- [Point placement listing]:
======
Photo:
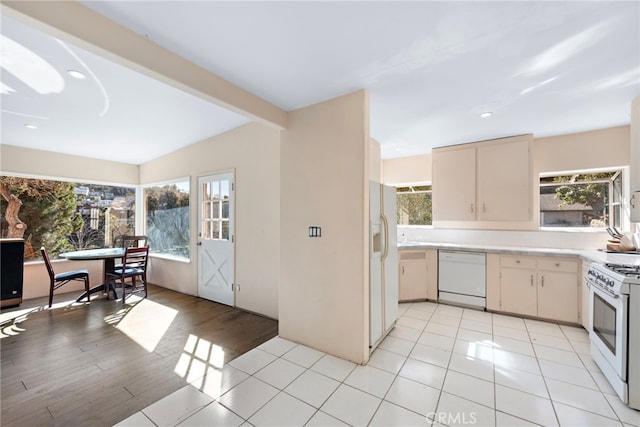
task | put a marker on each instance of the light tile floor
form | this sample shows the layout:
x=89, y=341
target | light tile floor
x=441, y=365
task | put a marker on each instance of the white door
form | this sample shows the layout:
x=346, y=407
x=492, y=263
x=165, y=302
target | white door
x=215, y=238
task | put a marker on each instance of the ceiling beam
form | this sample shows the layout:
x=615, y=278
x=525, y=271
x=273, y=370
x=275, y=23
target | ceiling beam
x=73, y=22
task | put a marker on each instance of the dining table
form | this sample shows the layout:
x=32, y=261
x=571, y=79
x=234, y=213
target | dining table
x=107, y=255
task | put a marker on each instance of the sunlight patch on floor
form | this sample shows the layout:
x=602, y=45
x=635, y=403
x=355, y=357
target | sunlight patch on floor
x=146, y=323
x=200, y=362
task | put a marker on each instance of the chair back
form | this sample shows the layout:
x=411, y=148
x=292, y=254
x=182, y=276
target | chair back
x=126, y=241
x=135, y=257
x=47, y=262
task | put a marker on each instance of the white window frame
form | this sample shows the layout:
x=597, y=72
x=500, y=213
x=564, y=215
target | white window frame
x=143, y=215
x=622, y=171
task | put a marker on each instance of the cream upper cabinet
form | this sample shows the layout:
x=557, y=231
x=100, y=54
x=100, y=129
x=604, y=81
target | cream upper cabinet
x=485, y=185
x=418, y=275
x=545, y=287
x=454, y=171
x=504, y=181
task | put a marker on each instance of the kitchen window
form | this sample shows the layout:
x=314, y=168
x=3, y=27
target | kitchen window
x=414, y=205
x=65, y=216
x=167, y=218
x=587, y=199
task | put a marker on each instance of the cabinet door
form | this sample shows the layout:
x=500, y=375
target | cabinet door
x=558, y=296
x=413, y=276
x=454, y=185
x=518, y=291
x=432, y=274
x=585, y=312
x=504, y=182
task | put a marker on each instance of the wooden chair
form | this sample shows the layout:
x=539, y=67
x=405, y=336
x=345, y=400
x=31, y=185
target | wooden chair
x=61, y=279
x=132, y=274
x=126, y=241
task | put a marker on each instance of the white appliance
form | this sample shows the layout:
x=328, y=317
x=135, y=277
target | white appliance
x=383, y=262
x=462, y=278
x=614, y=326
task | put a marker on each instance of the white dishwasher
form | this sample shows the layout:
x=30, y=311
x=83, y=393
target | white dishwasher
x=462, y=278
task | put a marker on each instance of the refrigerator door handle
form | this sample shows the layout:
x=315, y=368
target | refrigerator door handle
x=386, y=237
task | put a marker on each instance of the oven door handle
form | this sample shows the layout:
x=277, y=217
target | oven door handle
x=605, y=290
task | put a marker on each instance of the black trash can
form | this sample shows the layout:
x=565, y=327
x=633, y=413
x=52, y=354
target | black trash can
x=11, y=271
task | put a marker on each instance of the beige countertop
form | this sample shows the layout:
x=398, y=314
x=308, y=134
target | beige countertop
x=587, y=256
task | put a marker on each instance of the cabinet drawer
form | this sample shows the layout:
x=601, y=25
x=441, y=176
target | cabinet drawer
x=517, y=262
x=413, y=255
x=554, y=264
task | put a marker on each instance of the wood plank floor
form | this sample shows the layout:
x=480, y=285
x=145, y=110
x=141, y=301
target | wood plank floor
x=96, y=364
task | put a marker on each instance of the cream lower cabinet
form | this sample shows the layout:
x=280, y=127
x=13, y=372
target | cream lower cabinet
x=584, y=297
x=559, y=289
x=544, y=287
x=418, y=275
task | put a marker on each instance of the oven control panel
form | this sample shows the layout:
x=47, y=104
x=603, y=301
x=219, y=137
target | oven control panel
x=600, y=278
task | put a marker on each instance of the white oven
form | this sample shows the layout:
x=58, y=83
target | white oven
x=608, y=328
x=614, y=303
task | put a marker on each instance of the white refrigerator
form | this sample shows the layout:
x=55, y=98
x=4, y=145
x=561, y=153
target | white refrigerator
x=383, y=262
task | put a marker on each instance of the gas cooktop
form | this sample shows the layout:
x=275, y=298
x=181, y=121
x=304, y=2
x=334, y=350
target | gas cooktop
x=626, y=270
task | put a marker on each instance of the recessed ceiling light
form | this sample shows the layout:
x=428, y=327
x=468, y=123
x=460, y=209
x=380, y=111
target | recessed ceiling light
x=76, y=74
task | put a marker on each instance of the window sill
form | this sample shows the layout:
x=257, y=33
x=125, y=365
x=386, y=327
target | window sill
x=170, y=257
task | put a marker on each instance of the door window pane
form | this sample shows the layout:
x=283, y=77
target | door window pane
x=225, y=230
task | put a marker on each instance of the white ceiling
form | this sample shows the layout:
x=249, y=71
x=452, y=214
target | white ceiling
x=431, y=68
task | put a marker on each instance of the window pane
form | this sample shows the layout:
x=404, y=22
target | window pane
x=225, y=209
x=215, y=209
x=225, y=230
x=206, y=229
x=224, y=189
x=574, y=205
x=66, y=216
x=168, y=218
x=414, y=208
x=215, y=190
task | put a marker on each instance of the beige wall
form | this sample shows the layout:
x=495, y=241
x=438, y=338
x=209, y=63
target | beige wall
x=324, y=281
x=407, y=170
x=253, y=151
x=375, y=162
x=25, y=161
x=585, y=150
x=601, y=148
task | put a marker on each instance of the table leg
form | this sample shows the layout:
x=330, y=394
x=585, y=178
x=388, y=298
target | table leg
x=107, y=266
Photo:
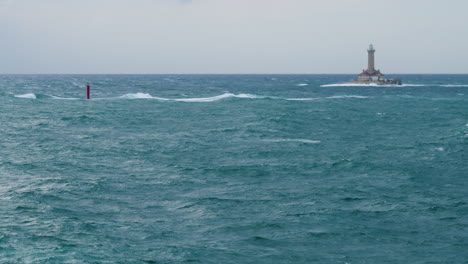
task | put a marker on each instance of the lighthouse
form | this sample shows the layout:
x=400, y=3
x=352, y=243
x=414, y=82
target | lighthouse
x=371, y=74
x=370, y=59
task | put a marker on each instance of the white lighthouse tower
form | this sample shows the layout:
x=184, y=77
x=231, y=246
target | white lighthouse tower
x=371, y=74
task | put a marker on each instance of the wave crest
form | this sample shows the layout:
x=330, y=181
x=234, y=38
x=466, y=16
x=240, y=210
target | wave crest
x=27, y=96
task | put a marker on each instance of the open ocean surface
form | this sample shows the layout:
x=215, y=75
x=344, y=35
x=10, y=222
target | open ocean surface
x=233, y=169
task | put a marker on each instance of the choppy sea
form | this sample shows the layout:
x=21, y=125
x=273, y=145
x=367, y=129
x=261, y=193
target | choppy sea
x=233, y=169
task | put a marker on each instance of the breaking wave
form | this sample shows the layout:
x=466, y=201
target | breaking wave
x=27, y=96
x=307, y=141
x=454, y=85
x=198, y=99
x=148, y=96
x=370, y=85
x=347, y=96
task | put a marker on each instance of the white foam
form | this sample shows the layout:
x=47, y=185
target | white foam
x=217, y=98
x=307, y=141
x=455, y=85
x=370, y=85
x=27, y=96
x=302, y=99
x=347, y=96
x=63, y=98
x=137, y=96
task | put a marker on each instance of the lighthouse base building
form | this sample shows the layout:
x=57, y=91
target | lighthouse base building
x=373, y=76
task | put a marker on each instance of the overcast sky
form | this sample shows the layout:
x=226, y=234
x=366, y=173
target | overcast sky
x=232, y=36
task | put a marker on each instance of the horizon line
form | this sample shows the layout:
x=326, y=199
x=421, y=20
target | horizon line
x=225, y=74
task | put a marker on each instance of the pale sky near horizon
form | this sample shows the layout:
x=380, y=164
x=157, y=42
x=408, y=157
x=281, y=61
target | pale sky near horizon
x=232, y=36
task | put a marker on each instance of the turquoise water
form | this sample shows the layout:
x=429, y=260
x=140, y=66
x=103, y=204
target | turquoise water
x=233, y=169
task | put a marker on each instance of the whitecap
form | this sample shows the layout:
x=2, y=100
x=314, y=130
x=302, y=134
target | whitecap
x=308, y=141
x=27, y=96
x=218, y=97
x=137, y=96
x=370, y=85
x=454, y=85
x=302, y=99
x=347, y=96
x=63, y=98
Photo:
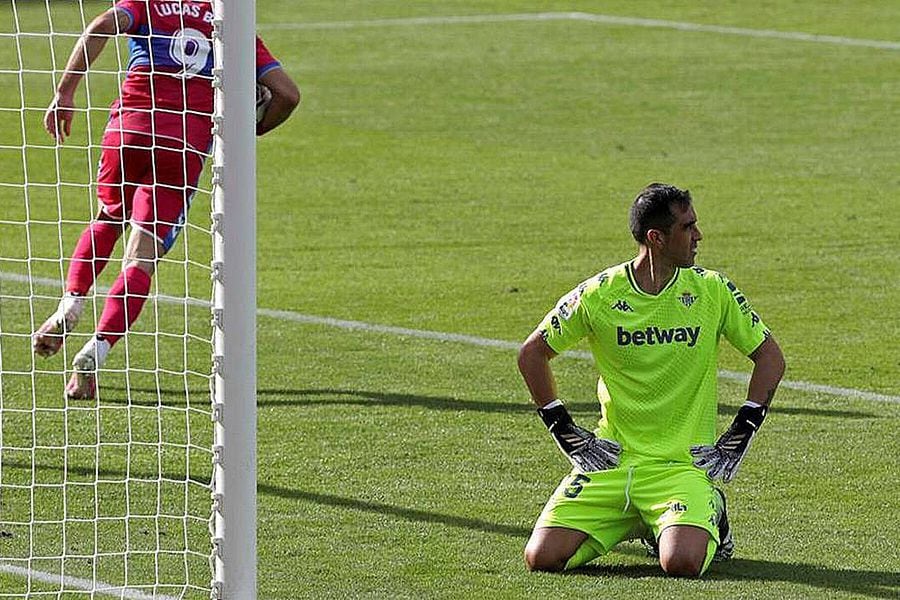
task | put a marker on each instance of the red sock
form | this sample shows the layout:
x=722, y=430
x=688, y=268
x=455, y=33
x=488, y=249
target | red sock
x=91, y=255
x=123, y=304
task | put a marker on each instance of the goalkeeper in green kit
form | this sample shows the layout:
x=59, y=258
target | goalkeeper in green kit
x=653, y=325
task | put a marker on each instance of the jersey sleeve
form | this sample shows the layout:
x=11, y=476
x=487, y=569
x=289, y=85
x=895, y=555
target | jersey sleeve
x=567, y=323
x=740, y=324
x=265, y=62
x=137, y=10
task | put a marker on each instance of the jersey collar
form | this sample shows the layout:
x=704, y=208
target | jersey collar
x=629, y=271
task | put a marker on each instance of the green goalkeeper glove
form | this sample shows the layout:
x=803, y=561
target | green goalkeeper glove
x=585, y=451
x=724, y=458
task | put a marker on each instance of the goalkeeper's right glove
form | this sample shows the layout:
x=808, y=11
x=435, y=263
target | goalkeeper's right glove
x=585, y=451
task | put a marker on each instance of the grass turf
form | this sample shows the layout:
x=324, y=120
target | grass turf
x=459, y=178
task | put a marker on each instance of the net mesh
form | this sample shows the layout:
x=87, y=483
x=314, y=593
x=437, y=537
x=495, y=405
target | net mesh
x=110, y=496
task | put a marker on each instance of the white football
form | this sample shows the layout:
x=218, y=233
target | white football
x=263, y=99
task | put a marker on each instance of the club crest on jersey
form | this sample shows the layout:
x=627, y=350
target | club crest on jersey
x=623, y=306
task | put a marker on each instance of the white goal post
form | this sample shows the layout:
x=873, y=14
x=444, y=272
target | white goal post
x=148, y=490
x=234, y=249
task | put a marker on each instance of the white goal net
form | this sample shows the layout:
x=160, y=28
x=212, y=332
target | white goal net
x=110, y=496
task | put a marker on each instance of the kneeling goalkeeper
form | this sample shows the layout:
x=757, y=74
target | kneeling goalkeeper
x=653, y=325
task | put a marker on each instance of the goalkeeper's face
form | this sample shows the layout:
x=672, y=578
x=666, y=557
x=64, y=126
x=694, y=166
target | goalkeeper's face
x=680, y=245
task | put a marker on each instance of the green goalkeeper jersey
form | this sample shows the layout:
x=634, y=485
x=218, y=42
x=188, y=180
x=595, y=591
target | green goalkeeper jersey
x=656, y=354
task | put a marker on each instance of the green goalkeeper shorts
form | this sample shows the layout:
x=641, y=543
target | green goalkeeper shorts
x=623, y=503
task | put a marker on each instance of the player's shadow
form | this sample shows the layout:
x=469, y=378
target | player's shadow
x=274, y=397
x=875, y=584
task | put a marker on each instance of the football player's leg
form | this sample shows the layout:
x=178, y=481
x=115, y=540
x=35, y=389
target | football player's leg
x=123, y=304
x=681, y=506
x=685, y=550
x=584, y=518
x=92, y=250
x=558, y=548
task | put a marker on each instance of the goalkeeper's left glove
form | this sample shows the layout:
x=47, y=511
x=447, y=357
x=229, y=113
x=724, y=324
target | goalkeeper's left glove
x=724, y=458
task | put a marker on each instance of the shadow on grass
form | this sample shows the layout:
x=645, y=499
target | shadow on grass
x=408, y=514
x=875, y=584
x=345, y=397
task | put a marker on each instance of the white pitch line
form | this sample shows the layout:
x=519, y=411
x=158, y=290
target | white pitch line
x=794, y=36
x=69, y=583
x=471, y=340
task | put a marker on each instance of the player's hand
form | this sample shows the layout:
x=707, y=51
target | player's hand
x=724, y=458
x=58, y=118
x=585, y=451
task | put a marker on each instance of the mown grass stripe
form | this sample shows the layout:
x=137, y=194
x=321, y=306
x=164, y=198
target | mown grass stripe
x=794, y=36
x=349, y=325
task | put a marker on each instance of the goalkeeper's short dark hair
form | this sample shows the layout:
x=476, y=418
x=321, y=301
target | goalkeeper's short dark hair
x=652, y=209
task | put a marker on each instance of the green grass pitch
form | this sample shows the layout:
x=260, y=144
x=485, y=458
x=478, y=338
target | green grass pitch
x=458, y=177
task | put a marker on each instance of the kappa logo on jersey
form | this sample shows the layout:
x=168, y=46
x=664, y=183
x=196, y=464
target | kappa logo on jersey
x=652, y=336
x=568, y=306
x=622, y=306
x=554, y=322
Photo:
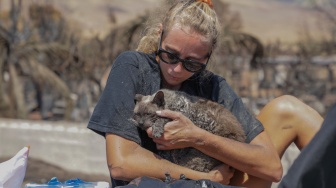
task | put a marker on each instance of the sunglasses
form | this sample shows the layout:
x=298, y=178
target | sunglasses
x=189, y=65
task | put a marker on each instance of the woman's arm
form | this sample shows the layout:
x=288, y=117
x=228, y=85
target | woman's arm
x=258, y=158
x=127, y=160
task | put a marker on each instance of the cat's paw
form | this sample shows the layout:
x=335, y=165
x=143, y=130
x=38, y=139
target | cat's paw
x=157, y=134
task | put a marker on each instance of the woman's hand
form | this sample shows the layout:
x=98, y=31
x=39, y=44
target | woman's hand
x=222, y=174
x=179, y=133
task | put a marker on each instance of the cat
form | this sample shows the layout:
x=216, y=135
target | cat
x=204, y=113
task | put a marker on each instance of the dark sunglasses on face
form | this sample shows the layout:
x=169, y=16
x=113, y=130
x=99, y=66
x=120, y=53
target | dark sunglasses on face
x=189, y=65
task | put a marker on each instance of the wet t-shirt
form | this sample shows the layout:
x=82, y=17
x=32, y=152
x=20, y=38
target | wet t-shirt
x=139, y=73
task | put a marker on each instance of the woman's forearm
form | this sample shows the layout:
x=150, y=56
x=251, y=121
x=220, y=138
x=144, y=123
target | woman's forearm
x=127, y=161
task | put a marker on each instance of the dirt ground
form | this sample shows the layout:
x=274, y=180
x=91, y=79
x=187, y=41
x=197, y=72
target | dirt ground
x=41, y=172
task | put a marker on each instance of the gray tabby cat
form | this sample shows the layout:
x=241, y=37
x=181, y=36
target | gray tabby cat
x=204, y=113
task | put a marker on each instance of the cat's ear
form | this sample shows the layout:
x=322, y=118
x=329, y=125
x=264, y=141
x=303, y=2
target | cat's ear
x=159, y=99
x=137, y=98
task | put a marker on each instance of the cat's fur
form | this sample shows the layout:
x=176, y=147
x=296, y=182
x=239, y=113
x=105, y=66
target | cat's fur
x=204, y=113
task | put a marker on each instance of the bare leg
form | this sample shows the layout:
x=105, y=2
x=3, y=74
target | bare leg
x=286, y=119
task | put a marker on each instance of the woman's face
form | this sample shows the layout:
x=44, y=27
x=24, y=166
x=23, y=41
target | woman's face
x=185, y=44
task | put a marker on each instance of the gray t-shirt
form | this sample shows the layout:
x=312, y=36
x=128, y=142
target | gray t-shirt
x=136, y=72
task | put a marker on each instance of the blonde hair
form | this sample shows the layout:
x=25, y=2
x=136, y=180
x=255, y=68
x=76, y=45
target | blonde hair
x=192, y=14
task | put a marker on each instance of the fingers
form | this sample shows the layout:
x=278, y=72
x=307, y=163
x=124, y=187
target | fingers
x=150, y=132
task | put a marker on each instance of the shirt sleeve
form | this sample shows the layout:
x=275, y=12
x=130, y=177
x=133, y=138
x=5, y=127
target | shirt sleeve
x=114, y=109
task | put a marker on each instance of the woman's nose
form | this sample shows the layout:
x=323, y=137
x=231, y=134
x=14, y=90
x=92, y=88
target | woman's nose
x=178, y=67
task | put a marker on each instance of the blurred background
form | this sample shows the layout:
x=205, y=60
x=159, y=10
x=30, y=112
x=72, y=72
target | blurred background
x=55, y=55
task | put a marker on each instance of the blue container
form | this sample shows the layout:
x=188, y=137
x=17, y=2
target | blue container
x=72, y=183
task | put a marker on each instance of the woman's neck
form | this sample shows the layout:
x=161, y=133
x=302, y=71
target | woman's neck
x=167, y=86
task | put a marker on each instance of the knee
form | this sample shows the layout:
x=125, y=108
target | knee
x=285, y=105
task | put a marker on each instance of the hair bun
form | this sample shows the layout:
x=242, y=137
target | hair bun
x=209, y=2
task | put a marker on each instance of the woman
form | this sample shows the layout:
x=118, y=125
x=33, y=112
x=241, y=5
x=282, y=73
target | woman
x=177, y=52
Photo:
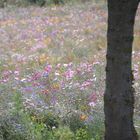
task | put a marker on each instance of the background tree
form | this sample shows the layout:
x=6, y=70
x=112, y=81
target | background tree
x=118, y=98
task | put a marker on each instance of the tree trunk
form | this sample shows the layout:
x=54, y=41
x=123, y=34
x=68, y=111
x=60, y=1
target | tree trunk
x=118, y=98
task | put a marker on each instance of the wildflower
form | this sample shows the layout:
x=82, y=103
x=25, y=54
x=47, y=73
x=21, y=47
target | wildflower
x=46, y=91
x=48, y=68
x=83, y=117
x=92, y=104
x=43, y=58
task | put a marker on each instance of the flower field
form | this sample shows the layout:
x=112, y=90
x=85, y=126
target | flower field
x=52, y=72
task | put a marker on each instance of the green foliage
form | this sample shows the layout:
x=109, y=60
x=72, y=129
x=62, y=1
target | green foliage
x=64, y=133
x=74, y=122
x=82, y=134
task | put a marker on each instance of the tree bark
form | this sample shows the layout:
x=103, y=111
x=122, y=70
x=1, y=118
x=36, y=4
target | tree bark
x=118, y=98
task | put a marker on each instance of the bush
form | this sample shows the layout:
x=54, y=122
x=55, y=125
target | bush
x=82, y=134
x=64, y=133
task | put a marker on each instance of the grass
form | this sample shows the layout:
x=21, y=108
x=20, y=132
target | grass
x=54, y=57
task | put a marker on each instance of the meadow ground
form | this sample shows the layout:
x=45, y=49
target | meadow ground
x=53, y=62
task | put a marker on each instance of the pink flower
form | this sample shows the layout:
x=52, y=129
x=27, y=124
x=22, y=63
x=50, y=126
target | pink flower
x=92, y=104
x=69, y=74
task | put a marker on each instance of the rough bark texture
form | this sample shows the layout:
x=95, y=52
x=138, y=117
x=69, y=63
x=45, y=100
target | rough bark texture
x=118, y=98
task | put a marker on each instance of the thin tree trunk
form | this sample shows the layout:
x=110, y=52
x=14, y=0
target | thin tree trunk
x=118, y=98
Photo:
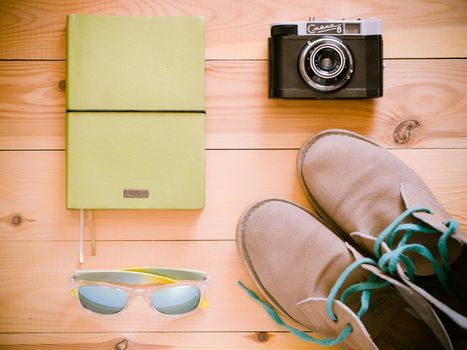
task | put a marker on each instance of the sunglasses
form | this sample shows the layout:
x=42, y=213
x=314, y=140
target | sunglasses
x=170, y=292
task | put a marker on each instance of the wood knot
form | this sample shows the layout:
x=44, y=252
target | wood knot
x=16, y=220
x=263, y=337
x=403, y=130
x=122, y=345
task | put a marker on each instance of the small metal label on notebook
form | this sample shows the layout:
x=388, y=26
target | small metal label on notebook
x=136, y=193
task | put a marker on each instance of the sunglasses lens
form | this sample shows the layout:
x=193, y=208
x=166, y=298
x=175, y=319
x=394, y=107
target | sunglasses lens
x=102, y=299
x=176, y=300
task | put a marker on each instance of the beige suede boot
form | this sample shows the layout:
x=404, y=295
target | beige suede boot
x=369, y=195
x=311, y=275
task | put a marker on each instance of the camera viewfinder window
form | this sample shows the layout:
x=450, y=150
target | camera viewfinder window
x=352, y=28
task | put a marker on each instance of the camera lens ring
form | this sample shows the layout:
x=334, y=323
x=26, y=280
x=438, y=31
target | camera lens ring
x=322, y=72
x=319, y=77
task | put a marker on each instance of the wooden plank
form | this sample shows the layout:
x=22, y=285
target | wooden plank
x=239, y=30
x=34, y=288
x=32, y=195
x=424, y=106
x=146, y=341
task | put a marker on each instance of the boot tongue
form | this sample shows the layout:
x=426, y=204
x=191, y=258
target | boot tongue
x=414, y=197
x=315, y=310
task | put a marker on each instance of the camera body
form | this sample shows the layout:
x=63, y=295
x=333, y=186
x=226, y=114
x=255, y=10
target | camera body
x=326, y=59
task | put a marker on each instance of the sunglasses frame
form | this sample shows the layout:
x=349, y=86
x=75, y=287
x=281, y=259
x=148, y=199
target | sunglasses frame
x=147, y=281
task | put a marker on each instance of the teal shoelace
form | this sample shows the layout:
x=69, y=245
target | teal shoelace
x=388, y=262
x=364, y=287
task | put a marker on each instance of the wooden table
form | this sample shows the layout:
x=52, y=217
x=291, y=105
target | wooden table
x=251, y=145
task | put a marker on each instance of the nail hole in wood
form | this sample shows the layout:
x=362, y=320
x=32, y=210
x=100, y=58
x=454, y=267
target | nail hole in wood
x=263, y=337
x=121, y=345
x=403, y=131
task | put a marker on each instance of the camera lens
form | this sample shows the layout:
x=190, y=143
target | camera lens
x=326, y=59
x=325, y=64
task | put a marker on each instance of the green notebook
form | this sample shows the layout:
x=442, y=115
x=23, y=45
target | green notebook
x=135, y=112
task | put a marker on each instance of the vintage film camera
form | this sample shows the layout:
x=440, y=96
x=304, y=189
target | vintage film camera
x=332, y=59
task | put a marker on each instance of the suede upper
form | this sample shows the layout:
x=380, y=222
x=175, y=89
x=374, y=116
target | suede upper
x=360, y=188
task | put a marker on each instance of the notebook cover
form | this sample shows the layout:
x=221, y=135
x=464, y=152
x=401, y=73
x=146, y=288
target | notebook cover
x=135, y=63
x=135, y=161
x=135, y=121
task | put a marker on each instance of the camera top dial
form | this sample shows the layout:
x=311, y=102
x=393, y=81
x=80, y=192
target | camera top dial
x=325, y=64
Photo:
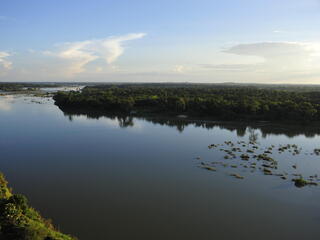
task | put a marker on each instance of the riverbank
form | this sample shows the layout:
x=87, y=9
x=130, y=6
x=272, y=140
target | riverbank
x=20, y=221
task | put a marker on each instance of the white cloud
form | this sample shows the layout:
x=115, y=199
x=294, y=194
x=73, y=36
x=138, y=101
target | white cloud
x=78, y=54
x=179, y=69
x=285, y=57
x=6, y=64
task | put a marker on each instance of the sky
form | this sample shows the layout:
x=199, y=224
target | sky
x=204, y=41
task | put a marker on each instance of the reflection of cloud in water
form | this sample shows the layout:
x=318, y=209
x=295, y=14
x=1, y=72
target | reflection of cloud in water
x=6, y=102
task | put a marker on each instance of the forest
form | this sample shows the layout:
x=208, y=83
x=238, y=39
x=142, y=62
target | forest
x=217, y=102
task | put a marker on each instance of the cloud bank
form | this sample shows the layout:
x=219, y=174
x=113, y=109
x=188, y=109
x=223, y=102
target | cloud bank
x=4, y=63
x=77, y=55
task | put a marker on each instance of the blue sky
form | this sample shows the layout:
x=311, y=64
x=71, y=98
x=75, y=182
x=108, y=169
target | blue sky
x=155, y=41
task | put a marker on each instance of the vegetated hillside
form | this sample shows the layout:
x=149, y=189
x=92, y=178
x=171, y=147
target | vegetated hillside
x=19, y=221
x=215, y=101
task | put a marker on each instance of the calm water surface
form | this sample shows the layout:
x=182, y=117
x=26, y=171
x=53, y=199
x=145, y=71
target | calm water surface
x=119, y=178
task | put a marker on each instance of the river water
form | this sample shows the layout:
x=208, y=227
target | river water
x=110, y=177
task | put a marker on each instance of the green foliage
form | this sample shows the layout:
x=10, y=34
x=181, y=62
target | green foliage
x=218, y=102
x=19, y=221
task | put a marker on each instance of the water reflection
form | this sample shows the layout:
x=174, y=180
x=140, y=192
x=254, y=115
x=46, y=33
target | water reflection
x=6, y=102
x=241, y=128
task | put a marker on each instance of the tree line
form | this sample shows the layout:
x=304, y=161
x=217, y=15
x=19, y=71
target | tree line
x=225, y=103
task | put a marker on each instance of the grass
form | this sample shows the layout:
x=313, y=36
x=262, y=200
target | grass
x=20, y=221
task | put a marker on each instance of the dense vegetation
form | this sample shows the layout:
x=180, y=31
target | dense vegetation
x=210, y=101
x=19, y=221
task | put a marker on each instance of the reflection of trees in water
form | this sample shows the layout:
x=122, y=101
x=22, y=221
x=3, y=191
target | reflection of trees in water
======
- [EXERCISE]:
Rewrite the lines of the listing from the line holding "task | put a marker on each instance of the flower" through the line holding "x=136, y=193", inclusive, changing every "put a marker on" to "place a point on" and keeping all else the same. Leave out the pictures.

- [WORKED ANSWER]:
task | place a point on each instance of the flower field
form | this sample shows the layout:
x=112, y=90
x=85, y=126
target | flower field
x=52, y=72
task | place a point on each instance of the green foliage
form | this sample shows the layout:
x=109, y=60
x=72, y=129
x=62, y=1
target | green foliage
x=64, y=133
x=74, y=122
x=82, y=134
task | place a point on each instance of the tree bark
form | this sample shows the layout:
x=103, y=111
x=122, y=70
x=1, y=118
x=36, y=4
target | tree bark
x=118, y=98
task | place a point on each instance of the bush
form | this sample shows the layout:
x=54, y=122
x=55, y=125
target | bush
x=82, y=134
x=64, y=133
task | place a point on each instance of the grass
form | this sample shows the layout:
x=21, y=108
x=20, y=132
target | grass
x=54, y=57
task | place a point on each instance of the meadow ground
form | this sample shows the layout:
x=45, y=49
target | meadow ground
x=53, y=62
task | place a point on each instance of the pink flower
form | this sample shows the layout:
x=52, y=129
x=27, y=124
x=22, y=63
x=50, y=126
target | pink flower
x=92, y=104
x=69, y=74
task | place a point on each instance of the rough bark texture
form | this sample shows the layout:
x=95, y=52
x=138, y=117
x=69, y=63
x=45, y=100
target | rough bark texture
x=118, y=98
task | place a point on each instance of the thin tree trunk
form | this sample shows the layout:
x=110, y=52
x=14, y=0
target | thin tree trunk
x=118, y=98
Photo:
task | place a point on each instance of the sunglasses
form | this sample shows the layout:
x=42, y=213
x=314, y=140
target | sunglasses
x=170, y=292
task | place a point on each instance of the wood knot
form | this sample shows the layout:
x=44, y=252
target | wood knot
x=16, y=220
x=263, y=337
x=403, y=130
x=122, y=345
task | place a point on each instance of the small metal label on notebook
form | this sample shows the layout:
x=388, y=26
target | small metal label on notebook
x=136, y=193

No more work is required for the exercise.